* Trecho fornecido
########
Preste atenção: Estamos sendo governados pela prepotência mais impotente de toda a nossa história.

1) A Quem Interessar Possa.
Sobretudo ao ministro Serra: "Michael Heath, gerente de marketing da maior fábrica de cigarros do Brasil, pretende aumentar em 6 a 7 milhões o número de fumantes da nova geração, usando, na TV, verbas maciças de propaganda, recentemente proibida nos Estados Unidos."
Do Livro Global Reach, The Power of. He Multinational Corporations, Richard Barnet e Ronald E. Müller, Simon and Schuster, 508 pgs. 1977.

2) Plataforma
Como guru consciente sei que não tenho qualquer meio de dar conforto ao aflitos mas, enquanto puder, prometo continuar a encher o saco dos cinicamente atisfeitos.

3) Alvo & Objetivo
Conselho óbvio (mas penso que sábio): Não olhe pra trás na hora de chutar em gol.

4) E já que há pás no Oriente Médio
A transformação do Nilo em sangue, a praga das rãs, dos piolhos e dos gafanhotos, até mesmo a morte do primogênito, nada intimidou o Faraó. Mas quando José o advertiu de que a próxima praga seria um dilúvio de economistas, o Faraó imediatamente concedeu a libertação ao povo de Israel.

5) Versa
Brasília está ai mesmo como exemplo pra quem duvidar: "O ladrão faz a ocasião."

6) Ainda Yehuda Amichai
A repercussão para a publicação, aqui na Folha, de alguns poemas do grande poeta israelense, Yehuda Amichai, dá-me coragem de publicar mais alguns com o mesmo encanto e emoção. Estes não foram escolhidos ao acaso mas pela circunstância de terem si feito pouco antes da morte do poeta. Não por uma questão de premonição - aos 76 anos a certeza dos dias contados é permanente - e sim porque revelam aquilo que vai na alma de todos, ao fim de seus termos. Mas raros sabem exprimir. Este poema, publicado no Times Literary Suplement em que se noticiava a morte de Amichai, foi enviado, em inglês, pelo teleitor Isaac Moisés Kessel, com duas frases editoriais que resumem precisamente o poeta e sua obra: "Embora tenha lutado em duas guerras, contra os alemães e os árabes, ele não aceitava as simplificações do nacionalismo. Embora versado nas Escrituras Judaicas, não podia acreditar nas certezas de uma fé exclusiva."
########
* Enunciado a
Responda às perguntas abaixo com base no trecho fornecido.
(i) Que cargo Michael Heath ocupava?
(ii) Segundo o trecho, de que José advertiu o Faraó?
(iii) Em que idioma o poema de Yehuda Amichai foi enviado pelo leitor Isaac Moisés Kessel?
########
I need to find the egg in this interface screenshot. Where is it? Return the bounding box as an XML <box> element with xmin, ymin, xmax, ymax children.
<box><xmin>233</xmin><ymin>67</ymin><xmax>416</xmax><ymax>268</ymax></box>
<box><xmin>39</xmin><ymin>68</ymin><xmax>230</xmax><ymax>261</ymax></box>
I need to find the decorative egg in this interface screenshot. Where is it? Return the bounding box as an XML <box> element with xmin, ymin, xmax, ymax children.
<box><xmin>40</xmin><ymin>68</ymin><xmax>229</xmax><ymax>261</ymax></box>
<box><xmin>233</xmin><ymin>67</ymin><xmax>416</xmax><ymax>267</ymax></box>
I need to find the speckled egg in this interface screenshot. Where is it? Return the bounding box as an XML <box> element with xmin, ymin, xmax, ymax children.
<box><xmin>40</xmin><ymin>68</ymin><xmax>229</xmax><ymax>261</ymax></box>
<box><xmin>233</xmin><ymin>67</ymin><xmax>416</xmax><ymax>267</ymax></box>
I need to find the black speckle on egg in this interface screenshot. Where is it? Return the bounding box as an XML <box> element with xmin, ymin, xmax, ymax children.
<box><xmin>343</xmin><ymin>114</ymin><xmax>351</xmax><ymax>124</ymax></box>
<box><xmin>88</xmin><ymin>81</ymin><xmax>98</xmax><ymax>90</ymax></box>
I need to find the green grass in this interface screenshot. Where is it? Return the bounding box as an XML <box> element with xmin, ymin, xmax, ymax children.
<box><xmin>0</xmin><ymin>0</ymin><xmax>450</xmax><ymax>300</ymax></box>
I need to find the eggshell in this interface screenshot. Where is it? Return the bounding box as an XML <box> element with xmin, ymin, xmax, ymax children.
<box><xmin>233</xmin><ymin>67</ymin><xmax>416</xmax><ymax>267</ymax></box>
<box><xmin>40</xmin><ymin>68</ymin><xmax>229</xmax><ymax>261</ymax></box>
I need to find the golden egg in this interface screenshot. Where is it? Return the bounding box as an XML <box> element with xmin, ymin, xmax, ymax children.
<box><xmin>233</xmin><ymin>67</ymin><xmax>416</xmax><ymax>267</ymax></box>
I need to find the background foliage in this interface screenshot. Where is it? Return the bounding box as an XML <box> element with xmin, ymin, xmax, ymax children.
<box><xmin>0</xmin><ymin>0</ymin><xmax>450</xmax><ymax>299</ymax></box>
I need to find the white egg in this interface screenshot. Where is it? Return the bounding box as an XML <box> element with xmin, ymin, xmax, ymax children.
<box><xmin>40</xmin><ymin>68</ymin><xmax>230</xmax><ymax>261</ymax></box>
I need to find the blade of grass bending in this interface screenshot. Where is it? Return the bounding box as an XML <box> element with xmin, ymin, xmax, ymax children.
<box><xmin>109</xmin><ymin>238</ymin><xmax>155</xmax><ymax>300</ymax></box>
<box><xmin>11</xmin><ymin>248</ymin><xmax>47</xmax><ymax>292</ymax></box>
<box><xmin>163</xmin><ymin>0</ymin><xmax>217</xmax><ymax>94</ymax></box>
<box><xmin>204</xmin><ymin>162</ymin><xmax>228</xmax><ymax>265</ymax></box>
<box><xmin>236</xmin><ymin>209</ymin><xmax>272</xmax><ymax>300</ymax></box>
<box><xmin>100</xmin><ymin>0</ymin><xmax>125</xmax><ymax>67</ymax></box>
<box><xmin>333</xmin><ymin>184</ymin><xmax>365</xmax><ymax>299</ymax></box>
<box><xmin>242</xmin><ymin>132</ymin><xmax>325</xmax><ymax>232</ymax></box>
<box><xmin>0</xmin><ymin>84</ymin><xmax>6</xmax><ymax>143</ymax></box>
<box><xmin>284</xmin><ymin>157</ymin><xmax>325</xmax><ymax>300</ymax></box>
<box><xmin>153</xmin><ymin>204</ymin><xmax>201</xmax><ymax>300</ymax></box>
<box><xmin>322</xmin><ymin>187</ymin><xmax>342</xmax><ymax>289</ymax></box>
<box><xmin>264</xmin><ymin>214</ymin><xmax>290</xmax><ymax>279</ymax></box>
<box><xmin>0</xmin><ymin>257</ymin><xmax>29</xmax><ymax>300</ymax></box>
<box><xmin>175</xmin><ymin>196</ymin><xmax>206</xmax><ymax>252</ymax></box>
########
* Enunciado b
Identifique todas as linhas dos dados fornecidos que contêm a palavra "grass", levando em conta a distinção entre maiúsculas e minúsculas, e copie cada uma delas por inteiro.

* Resposta a
(i) Gerente de marketing da maior fábrica de cigarros do Brasil.
(ii) De que a próxima praga seria um dilúvio de economistas.
(iii) Em inglês.

* Resposta b
I need to find the green grass in this interface screenshot. Where is it? Return the bounding box as an XML <box> element with xmin, ymin, xmax, ymax children.
I need to find the blade of grass bending in this interface screenshot. Where is it? Return the bounding box as an XML <box> element with xmin, ymin, xmax, ymax children.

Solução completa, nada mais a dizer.